Exercise instructions: Your response should consist of the records below, repeated exactly.

>>

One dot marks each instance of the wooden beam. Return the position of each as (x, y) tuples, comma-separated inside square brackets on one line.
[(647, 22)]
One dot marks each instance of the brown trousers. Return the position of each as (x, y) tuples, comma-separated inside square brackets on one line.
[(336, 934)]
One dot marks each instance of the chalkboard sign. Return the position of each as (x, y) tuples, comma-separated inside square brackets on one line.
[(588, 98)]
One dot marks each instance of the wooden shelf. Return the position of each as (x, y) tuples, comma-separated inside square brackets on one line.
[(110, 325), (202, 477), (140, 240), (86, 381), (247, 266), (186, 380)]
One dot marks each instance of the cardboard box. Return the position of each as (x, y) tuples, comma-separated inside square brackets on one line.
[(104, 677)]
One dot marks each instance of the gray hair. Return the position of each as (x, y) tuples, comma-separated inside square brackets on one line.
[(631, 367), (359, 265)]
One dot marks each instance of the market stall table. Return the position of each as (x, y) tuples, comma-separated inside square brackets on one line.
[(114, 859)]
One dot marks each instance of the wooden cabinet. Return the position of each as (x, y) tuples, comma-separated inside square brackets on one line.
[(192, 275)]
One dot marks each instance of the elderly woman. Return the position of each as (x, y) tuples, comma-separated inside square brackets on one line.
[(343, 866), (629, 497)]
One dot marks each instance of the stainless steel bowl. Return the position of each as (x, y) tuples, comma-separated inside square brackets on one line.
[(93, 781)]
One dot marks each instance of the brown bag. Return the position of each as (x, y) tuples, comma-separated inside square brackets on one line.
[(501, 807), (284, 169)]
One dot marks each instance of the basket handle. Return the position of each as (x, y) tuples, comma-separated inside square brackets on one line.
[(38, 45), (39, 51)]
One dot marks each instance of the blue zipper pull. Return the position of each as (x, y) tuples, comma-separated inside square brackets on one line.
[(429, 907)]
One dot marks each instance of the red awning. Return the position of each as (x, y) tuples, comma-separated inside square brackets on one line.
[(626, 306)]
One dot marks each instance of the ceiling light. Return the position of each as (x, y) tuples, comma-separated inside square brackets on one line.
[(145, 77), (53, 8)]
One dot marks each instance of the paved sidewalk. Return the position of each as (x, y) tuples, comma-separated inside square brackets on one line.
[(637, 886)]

<<

Written answer:
One dot marks each instance of the wooden beam. Return the position of each as (x, y) tuples, comma-separated inside square brackets on one line.
[(647, 22)]
One dot marks each instance of the brown trousers. Return the position of each as (x, y) tuples, comma-separated inside square brackets on one line.
[(336, 934)]
One dot marks each instance of the chalkboard sign. Return the position of each as (x, y) tuples, comma-separated inside square brackets on one line.
[(588, 98)]
One dot marks each instance of the wooden shelf. Return the position of each as (x, y) tuples, comma-separated inside square brackets on one line.
[(110, 325), (202, 477), (140, 240), (86, 381), (247, 266), (186, 380)]
One dot marks each instance of the cardboard box. Return the position of each as (x, y) tuples, comma-separated inside square brackets on one line.
[(104, 677)]
One dot marks each instance of the gray hair. Return the position of each as (x, y) tuples, comma-separated inside square brackets on one line.
[(631, 367), (359, 265)]
One dot marks each instance of the market stall table. Return the position of each as (x, y) tuples, comma-separated inside square brackets on one line.
[(114, 859)]
One dot marks each instance of the wooden cabinet. Return the position of each as (x, y) tuples, comma-separated inside square brackets on one line.
[(192, 275)]
One dot marks each instance of the elderly woman. Return the position of each as (x, y) tuples, comma-separated inside square brackets on one line.
[(343, 866), (629, 497)]
One dot marks each instance of the stainless steel bowl. Return the position of each as (x, y) tuples, comma-separated inside square brackets on one line.
[(93, 781)]
One dot marks each instance of the brown bag. Return the position of each as (x, y) tuples, comma-separated inside square brackets on one line.
[(501, 807), (284, 169)]
One dot marks each instance of the basket handle. Return the position of each as (x, y) tuples, comma-separated inside square brackets on one line.
[(38, 45), (39, 51)]
One dot marks each instance of the blue zipper pull. Return the position of each as (x, y) tuples, comma-separated inside square brackets on one line.
[(429, 907)]
One dot marks each instance of the red awning. Return the position of each as (x, y) tuples, comma-separated inside square brackets on one line.
[(626, 306)]
One dot marks each instance of the ceiling light. Return the position of each as (x, y) tuples, comma-separated inside square brackets on one line.
[(145, 77), (53, 8)]
One dot marks each instance of the paved sidewalk. Return the position of each as (x, y) tuples, comma-separated inside square brackets on one line.
[(637, 886)]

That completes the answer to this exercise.